> [DIRECTIONS] Copy out only the lines below, starting at the line that has "point: cascading water" and stopping at the end of the items. Leave the requests and their format samples unchanged, but multiply every coordinate in the answers by 0.65 and round to whole numbers, with halves rounding up.
— begin STORED RECORDS —
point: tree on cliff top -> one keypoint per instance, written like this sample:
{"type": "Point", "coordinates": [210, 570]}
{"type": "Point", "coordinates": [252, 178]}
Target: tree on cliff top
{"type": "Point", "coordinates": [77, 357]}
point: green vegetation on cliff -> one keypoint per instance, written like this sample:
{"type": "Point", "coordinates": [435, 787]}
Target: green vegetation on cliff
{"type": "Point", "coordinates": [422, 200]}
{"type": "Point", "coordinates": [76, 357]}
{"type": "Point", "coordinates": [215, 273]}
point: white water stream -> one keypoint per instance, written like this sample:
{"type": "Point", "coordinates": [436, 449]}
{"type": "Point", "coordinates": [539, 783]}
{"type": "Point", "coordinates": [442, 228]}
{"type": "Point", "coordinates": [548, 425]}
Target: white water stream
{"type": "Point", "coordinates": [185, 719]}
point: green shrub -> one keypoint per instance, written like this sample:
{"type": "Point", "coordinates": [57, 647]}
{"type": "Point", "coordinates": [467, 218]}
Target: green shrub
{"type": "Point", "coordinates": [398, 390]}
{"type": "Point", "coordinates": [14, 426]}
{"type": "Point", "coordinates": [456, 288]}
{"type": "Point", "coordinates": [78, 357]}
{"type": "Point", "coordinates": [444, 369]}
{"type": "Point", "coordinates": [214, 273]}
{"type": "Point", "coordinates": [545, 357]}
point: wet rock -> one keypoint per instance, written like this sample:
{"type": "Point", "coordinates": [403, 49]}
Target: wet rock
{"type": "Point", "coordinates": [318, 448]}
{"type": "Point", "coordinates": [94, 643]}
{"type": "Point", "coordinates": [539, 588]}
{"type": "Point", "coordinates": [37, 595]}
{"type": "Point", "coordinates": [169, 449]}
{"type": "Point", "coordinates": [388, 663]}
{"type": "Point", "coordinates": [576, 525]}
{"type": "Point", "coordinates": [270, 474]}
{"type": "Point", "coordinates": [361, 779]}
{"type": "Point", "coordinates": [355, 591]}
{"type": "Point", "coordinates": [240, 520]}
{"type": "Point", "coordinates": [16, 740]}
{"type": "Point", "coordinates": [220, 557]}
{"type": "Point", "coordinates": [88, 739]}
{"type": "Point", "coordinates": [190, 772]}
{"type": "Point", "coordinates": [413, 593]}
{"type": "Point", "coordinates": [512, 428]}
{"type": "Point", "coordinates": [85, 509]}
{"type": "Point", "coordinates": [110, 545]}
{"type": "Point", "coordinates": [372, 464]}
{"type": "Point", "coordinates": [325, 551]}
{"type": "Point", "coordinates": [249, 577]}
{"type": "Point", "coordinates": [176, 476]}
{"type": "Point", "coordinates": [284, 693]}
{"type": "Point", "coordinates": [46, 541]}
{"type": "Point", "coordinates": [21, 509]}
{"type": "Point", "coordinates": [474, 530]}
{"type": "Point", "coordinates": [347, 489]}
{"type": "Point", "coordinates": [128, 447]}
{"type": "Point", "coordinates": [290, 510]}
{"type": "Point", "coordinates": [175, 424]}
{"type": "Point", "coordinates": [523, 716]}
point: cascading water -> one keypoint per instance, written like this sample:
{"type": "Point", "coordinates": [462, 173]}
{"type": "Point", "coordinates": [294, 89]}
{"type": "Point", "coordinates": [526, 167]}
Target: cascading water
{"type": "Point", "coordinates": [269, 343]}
— end STORED RECORDS —
> [RESPONSE TO THE TASK]
point: cascading water -> one keypoint per instance, written like this sample:
{"type": "Point", "coordinates": [462, 173]}
{"type": "Point", "coordinates": [294, 89]}
{"type": "Point", "coordinates": [526, 167]}
Target: cascading water
{"type": "Point", "coordinates": [175, 223]}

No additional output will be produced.